Top of Records for the exercise

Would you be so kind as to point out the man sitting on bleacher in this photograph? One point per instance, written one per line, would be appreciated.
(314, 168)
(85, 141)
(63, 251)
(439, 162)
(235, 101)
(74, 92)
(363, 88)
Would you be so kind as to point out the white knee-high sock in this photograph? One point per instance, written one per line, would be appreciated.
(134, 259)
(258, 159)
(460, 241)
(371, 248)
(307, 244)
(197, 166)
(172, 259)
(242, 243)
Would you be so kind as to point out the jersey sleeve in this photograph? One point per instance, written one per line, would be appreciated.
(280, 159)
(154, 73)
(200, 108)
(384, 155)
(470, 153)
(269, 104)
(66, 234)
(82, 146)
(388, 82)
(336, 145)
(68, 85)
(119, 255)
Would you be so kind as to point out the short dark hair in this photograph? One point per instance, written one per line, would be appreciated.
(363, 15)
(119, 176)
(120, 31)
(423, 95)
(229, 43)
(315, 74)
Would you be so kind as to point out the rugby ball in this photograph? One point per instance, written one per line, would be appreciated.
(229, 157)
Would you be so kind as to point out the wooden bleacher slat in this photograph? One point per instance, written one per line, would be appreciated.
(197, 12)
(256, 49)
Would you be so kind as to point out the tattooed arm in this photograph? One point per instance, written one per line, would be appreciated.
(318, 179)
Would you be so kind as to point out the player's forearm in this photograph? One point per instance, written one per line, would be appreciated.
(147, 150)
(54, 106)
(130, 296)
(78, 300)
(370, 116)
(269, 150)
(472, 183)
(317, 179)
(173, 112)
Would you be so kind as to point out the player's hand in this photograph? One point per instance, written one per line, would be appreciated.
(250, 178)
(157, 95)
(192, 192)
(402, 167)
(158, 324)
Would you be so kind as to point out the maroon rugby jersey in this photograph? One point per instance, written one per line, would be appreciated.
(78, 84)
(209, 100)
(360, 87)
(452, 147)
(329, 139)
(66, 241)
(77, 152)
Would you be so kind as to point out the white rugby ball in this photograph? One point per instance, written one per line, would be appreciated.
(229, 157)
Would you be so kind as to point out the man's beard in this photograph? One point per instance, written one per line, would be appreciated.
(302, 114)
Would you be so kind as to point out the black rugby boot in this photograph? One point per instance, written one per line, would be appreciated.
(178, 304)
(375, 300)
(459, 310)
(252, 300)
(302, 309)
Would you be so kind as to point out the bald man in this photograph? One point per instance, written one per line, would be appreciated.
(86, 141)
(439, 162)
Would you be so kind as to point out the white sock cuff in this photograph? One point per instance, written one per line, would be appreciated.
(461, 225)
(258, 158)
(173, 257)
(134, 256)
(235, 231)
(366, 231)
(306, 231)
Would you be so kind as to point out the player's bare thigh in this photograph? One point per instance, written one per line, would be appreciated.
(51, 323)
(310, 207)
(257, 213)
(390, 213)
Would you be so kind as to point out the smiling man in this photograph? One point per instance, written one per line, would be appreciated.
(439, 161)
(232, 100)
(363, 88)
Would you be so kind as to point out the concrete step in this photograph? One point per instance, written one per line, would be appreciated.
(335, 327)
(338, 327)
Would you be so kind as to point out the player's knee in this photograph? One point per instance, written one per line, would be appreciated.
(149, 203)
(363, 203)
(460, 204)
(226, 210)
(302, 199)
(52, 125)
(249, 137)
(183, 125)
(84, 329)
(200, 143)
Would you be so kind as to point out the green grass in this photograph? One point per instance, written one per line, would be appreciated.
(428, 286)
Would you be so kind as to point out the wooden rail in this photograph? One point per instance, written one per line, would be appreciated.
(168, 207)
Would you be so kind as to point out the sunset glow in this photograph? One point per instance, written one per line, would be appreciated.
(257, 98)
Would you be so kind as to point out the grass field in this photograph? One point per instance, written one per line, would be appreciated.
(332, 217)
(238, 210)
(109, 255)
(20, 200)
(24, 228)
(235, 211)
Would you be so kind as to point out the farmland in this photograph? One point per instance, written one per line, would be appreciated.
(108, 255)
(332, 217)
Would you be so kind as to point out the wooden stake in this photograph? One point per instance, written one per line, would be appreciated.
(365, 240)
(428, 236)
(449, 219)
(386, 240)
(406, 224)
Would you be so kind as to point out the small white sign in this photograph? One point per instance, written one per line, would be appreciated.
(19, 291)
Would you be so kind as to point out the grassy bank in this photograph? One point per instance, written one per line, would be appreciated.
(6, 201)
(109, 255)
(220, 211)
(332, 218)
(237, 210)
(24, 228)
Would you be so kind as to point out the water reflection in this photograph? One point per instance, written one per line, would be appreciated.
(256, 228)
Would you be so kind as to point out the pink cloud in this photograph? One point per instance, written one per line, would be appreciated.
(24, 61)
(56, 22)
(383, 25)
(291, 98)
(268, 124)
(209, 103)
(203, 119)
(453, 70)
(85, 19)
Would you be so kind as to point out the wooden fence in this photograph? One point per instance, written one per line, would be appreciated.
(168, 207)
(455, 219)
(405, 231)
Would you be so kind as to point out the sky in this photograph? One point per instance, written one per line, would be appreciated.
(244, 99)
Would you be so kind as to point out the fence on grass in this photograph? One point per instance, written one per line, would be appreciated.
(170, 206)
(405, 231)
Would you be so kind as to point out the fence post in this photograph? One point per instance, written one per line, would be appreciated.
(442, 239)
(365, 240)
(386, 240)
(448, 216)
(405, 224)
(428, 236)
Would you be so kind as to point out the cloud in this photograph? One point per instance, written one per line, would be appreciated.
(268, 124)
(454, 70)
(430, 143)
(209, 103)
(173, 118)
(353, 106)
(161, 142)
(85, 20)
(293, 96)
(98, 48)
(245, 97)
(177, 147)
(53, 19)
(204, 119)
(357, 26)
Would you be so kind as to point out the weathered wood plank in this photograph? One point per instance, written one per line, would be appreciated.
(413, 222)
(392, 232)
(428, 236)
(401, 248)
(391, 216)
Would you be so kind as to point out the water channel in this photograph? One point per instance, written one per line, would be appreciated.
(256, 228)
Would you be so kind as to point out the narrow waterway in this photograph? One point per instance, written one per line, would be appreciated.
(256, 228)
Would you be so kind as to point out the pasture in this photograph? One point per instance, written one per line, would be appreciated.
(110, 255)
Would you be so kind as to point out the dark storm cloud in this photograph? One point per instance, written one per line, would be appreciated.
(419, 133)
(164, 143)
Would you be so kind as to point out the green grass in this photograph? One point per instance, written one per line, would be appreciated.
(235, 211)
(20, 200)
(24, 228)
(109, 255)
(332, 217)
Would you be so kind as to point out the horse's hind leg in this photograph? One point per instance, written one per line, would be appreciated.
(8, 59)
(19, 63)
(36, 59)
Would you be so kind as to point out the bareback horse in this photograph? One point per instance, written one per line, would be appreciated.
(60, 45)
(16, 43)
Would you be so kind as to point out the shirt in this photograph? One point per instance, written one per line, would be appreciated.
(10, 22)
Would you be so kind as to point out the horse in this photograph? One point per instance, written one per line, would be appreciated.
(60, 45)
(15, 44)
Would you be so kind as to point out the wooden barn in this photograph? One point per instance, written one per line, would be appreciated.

Bottom of Records for the exercise

_The problem_.
Word for word, retype all of the material.

_Reply to the task_.
Would you be so kind as to point out the man sitting on bleacher in this photograph? One point per instance, written one per line, would be appreciated.
(314, 168)
(85, 141)
(63, 251)
(439, 162)
(235, 101)
(74, 92)
(363, 88)
Would you be so kind as to point out the white knee-high sock in this photograph? One point per instance, written one per line, would be appreciated.
(134, 259)
(258, 159)
(460, 241)
(371, 248)
(307, 244)
(197, 166)
(172, 259)
(242, 243)
Would you be so kind as to point out the jersey sleeve in this photograph? One point per instance, written one per line, would be appreciated.
(280, 159)
(154, 73)
(200, 108)
(384, 155)
(470, 153)
(269, 104)
(66, 234)
(82, 146)
(388, 82)
(336, 145)
(68, 85)
(119, 255)
Would you be so kind as to point out the short dark hair in this photograph? One point per instance, written one per line, would be appreciated.
(363, 15)
(119, 176)
(120, 31)
(423, 95)
(229, 43)
(315, 74)
Would you be so kind as to point out the rugby ball in this photograph? One point per instance, written one per line, would be appreciated.
(229, 157)
Would you be so kind as to point out the wooden bleacher slat in this photograph? One point per instance, written one per line, would be appreciated.
(197, 12)
(256, 49)
Would you be so kind as to point out the tattooed arm in this photograph? One point per instance, written one per line, would be appreciated.
(318, 179)
Would you be so kind as to point out the player's forearm in this photograph? One point per instance, written one per line, would be appreciated.
(147, 150)
(54, 106)
(130, 296)
(78, 300)
(370, 116)
(269, 150)
(472, 183)
(317, 179)
(173, 112)
Would you be so kind as to point out the player's hand in this photograph? One point per instance, written one per line, would be appreciated.
(250, 178)
(157, 95)
(192, 192)
(402, 167)
(158, 324)
Would you be so kind as to point out the maroon rugby jersey in this photograph? One point per instance, written one per line, would be appreciated.
(78, 84)
(209, 100)
(360, 87)
(452, 147)
(329, 139)
(66, 241)
(77, 152)
Would you be so kind as to point out the white rugby ball in this photograph? One point per instance, written one per line, would be appreciated.
(229, 157)
Would you be so kind as to point out the man's beard in this photograph? One point per instance, written one per line, would be appreciated.
(302, 114)
Would you be so kind as to point out the black rugby boot in this photograph? One point per instance, written one per line, would be appreciated.
(178, 304)
(375, 300)
(459, 310)
(252, 300)
(302, 309)
Would you be so kind as to point out the bald man in this photograph? One point per instance, written one per line, would be appreciated.
(86, 141)
(439, 162)
Would you be so kind as to point out the white sock cuff in this photograph? One point per instance, written one per line, would be appreciated.
(461, 225)
(258, 158)
(173, 257)
(134, 256)
(235, 231)
(366, 231)
(306, 231)
Would you be so kind as to point out the player's bare thigh in this photograph? One point per instance, written one per line, would be appreciated.
(51, 323)
(310, 207)
(257, 213)
(390, 213)
Would you be so kind as to point out the smiling man in this photograph? One point per instance, written one per line, would be appreciated.
(439, 161)
(232, 100)
(363, 88)
Would you be so kind as to point out the concrete step in this photograph? One point per instance, written one per line, would be appreciated.
(335, 327)
(338, 327)
Would you be so kind as to point out the player's knee in this photograph? One point per instance, written one per line, would be appreciated.
(149, 203)
(363, 203)
(460, 204)
(226, 210)
(302, 199)
(52, 125)
(249, 137)
(183, 125)
(84, 329)
(200, 143)
Would you be so kind as to point out the green grass in this photograph? One point per instance, written one per line, would be appreciated.
(428, 286)
Would you be so kind as to point out the wooden rail in this photograph? One point per instance, written one per line, would be appreciated.
(168, 207)
Would you be so kind as to point out the sunset glow in this photograph? One point per instance, written one per line, would be appreciated.
(257, 98)
Would you be so kind as to point out the grass field in this photograph? One point per instance, written one per line, would be appreciated.
(332, 217)
(238, 210)
(109, 255)
(20, 200)
(24, 228)
(235, 211)
Would you be so kind as to point out the farmland in this photograph? One point per instance, written one per line, would be appreciated.
(108, 255)
(332, 217)
Would you be so kind as to point out the wooden stake in this photograph? One point per instance, written one per line, would be appreciated.
(365, 240)
(428, 236)
(449, 219)
(386, 240)
(406, 224)
Would you be so kind as to point out the small white sign in this photograph? One point per instance, written one per line, would be appreciated.
(19, 291)
Would you be so kind as to point out the grassy bank in this photograph? One point per instance, written one per line, would be appreciated.
(6, 201)
(109, 255)
(220, 211)
(332, 218)
(237, 210)
(24, 228)
Would you be so kind as to point out the water reflection in this photograph? One point per instance, written one per line, would be appreciated.
(256, 228)
Would you be so kind as to point out the pink cloud in this photograph? One point per instance, written one per line, would be appreciated.
(24, 61)
(56, 22)
(383, 25)
(291, 98)
(268, 124)
(209, 103)
(203, 119)
(453, 70)
(85, 19)
Would you be so kind as to point out the wooden fence in this photograph? One point per instance, written one per line, would be appreciated.
(168, 207)
(455, 219)
(405, 231)
Would you be so kind as to point out the sky in this photograph? One point per instance, written one per line, would be appreciated.
(244, 99)
Would you be so kind as to point out the fence on grass in this photograph? One point per instance, written one per line, would be appreciated.
(170, 206)
(405, 231)
Would you be so kind as to point out the fence post in this photograph? One point per instance, written one per line, would be appreciated.
(442, 239)
(365, 240)
(386, 240)
(448, 216)
(405, 224)
(428, 236)
Would you be so kind as to point out the cloud in this photograph? One point per instance, written one per line, would be appreciated.
(268, 124)
(454, 70)
(430, 143)
(209, 103)
(173, 118)
(353, 106)
(161, 142)
(85, 20)
(293, 96)
(98, 48)
(245, 97)
(177, 147)
(53, 19)
(204, 119)
(357, 26)
Would you be so kind as to point out the weathered wood plank in this photograph? One point per instance, written one per line, would be appreciated.
(413, 222)
(392, 232)
(428, 236)
(401, 248)
(391, 216)
Would you be so kind as to point out the water channel in this photograph? One point per instance, written one per line, would be appreciated.
(256, 228)
Would you be so kind as to point out the narrow waterway in this photograph? One point per instance, written one per line, would be appreciated.
(256, 228)
Would you be so kind as to point out the pasture in this photograph? One point per instance, written one per line, would be appreciated.
(110, 255)
Would you be so kind as to point out the dark storm cloud in this photograph? One point per instance, written one per line, would be appreciated.
(419, 133)
(164, 143)
Would you be so kind as to point out the green grass in this photograph? One point per instance, written one per line, would be appreciated.
(235, 211)
(20, 200)
(24, 228)
(109, 255)
(332, 217)
Would you be so kind as to point out the horse's hind leg in this photograph? One point per instance, written one per line, would be appreciated.
(8, 59)
(19, 63)
(36, 59)
Would you be so kind as to point out the bareback horse in this photograph? One point per instance, written one per line, would be appreciated.
(60, 45)
(16, 43)
Would you be so kind as to point out the shirt in this photograph? One point per instance, written one per line, would be appreciated.
(10, 22)
Would you be so kind as to point out the horse in this photograph? One point per instance, written one per line, would be appreciated.
(60, 45)
(15, 44)
Would you be so kind as to point out the wooden barn in this photograph? One point per instance, written one per line, would be appreciated.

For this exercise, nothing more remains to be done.